> _Work instruction_
For each statement, say yes or no according to the text on regulatory motifs, and quote the words from it that decide: 1. The pipeline for novel motifs expands seed motifs using a hill climbing algorithm. 2. A motif seed consists of two groups of four non-degenerate characters. 3. A branch-length score is used to give a confidence level for how likely a region is to be a real motif.

> _Source text_
Another class of functional element that is highly conserved across many genomes contains regulatory motifs. A regulatory motif is a highly conserved sequence of nucleotides that occurs many times throughout the genome and serves some regulatory function. For instance, these motifs might characterize enhancers, promoters, or other genomic elements.
Computationally Detecting Regulatory Motifs
Computational methods have been developed to measure conservation of regulatory motifs across the genome, and to find new unannotated motifs de novo. Known motifs are often found in regions with high conservation, so we can increase our testing power by testing for conservation, and then finding signatures for regulatory motifs.
Evaluating the pattern of conservation for known motifs versus the “null model” of regions without motifs gives the following signature:
Gal4 (known motif region)
All intergenic regions
|Intergenic: coding||13%: 3%||2%:7%|
|Upstream: downstream||12: 0||1:1|
So as we can see, regions with regulatory motifs show a much higher degree of conservation in intergenic regions and upstream of the gene of interest.
To discover novel motifs, we can use the following pipeline:
- Pick a motif “seed” consisting of two groups of three non–degenerate characters with a variable size gap in the middle.
- Use a conservation ratio to rank the seed motifs
- Expand the seed motifs to fill in the bases around the seeds using a hill climbing algorithm.
- Cluster to remove redundancy.
Discovering motifs and performing clustering has led to the discovery of many motif classes, such as tissue specific motifs, function specific motifs, and modules of cooperating motifs.
Individual Instances of Regulatory Motifs
To look for expected motif regions, we can first calculate a branch–length score for a region suspected to be a regulatory motif, and then use this score to give us a confidence level of how likely something is to be a real motif.

> _Supplied material_
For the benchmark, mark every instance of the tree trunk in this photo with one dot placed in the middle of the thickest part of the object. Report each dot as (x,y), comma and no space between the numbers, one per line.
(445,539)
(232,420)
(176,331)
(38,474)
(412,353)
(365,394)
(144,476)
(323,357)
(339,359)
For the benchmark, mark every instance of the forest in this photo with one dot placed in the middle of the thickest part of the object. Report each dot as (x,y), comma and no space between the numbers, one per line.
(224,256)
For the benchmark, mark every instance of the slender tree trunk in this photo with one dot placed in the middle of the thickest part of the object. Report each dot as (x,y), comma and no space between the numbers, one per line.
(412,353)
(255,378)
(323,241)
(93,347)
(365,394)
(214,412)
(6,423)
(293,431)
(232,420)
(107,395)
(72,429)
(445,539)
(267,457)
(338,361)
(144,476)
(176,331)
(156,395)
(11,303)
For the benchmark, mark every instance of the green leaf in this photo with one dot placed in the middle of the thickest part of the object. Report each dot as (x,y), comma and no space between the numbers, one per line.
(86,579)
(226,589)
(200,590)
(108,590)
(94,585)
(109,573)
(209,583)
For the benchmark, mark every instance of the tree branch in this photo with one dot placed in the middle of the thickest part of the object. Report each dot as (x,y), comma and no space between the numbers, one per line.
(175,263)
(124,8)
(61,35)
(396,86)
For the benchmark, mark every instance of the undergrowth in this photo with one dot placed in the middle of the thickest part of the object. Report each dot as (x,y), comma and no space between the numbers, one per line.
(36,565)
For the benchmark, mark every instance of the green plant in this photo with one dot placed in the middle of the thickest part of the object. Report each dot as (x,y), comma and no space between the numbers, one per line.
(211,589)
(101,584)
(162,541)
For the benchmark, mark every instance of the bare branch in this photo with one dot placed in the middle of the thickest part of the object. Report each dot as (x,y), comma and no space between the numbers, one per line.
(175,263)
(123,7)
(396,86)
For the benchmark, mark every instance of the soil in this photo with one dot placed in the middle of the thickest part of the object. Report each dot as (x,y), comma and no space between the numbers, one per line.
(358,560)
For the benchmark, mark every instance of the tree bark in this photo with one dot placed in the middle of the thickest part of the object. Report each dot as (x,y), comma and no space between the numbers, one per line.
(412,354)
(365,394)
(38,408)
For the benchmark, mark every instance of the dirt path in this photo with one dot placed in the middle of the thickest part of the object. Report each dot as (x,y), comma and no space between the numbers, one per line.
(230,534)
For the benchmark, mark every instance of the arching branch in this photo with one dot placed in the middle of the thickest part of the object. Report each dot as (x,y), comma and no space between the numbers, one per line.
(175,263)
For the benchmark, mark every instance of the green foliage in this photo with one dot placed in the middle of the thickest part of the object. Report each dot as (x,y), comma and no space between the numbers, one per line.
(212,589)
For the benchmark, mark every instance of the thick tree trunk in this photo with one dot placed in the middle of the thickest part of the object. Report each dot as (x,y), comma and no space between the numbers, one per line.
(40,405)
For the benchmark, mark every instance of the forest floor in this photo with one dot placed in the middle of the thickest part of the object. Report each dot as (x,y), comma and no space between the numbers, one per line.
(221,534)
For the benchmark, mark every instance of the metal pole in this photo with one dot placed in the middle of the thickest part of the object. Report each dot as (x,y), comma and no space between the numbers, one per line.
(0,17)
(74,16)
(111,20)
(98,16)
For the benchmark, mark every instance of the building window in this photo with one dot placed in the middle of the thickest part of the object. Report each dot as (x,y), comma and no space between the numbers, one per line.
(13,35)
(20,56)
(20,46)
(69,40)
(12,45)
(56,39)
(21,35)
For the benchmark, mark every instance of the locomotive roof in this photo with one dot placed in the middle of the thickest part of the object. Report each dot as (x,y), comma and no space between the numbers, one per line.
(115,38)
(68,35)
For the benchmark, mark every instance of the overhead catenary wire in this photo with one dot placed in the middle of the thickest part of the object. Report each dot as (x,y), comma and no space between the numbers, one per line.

> _Solution_
1. Yes: "Expand the seed motifs to fill in the bases around the seeds using a hill climbing algorithm."
2. No: "two groups of three non–degenerate characters with a variable size gap in the middle."
3. Yes: "use this score to give us a confidence level of how likely something is to be a real motif."